─── SUPPLIED TEXT ───

Design And Architecture¶

Why ForestFire is organized the way it is¶

ForestFire is intentionally built around a small number of strong abstractions instead of a large catalog of learner-specific entrypoints.

The core design choices are:

one unified training surface
one shared training-table abstraction
one explicit semantic model representation
one separate optimized runtime view

Those choices are there to solve real coordination problems in tree libraries.

Unified training surface¶

The project uses train(...) as the main entrypoint rather than exposing a separate class or constructor for every learner family.

Why:

users think in terms of task, tree family, and constraints before they think in terms of API object hierarchies
the public surface stays stable as new learner families are added
the Python and Rust layers can stay aligned instead of drifting into unrelated APIs

Tradeoff:

the configuration object gets richer over time
validation becomes more important because not every parameter applies to every algorithm

That tradeoff is accepted deliberately. The project prefers one explicit configuration matrix over many partially overlapping public entrypoints.

Shared `Table` abstraction¶

The learners do not operate directly on arbitrary user containers. They operate on a common TableAccess interface backed by dense or sparse table implementations.

─── DATA PROVIDED ───

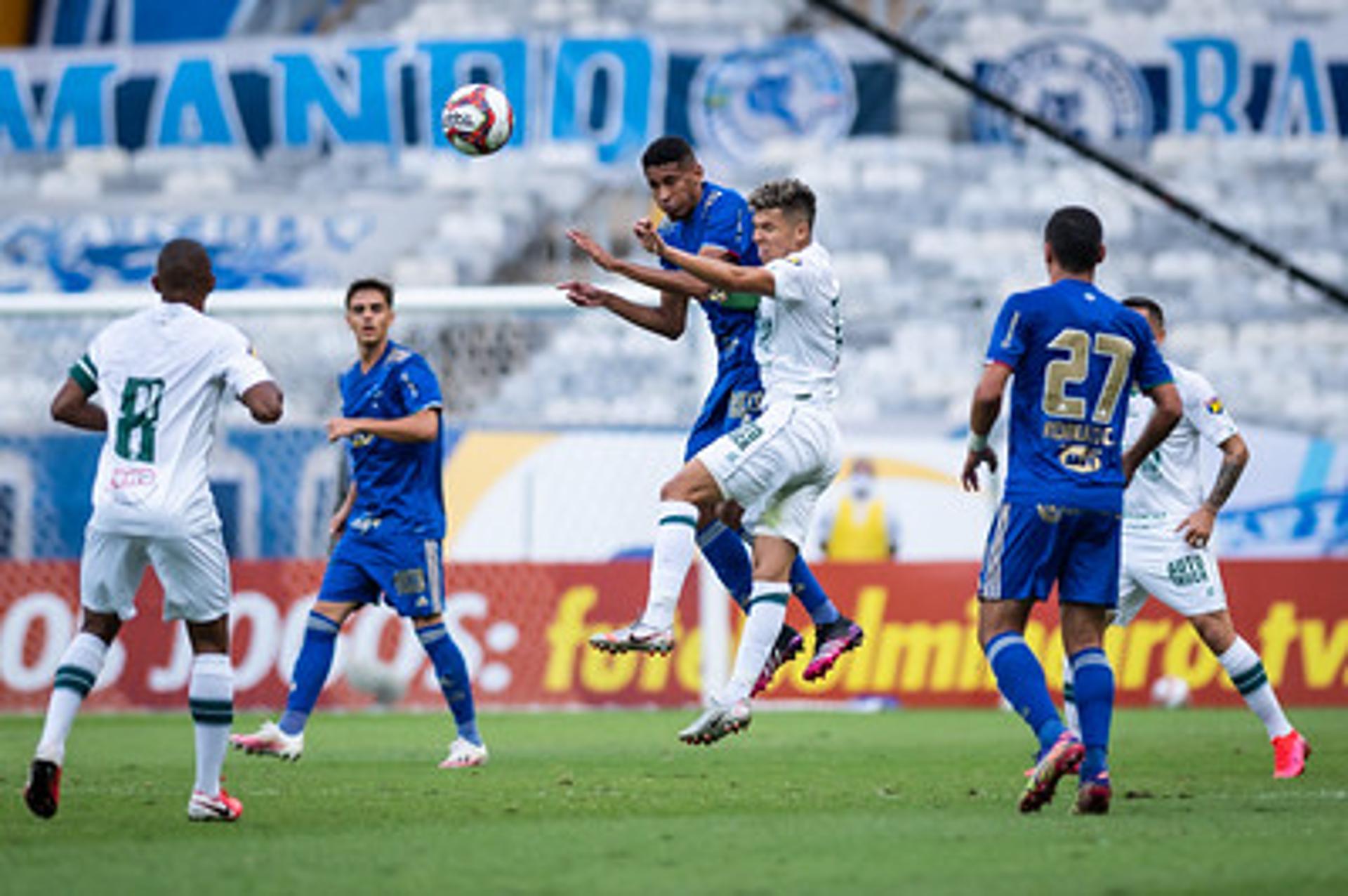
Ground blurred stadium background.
[0,0,1348,710]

───

TO-DO LIST:
1. Retype everything in the ForestFire design page from "Why ForestFire is" down to "in tree libraries.".
2. According to the ForestFire design page, why does the project make train(...) its main entrypoint instead of giving each learner family its own class or constructor? Answer in one to three sentences.

ANSWERS FOR THIS EXERCISE:
1.
Why ForestFire is organized the way it is¶

ForestFire is intentionally built around a small number of strong abstractions instead of a large catalog of learner-specific entrypoints.

The core design choices are:

one unified training surface
one shared training-table abstraction
one explicit semantic model representation
one separate optimized runtime view

Those choices are there to solve real coordination problems in tree libraries.

2. Users think in terms of task, tree family, and constraints before they think in terms of API object hierarchies. A single entrypoint keeps the public surface stable as new learner families are added. It also keeps the Python and Rust layers aligned instead of letting them drift into unrelated APIs.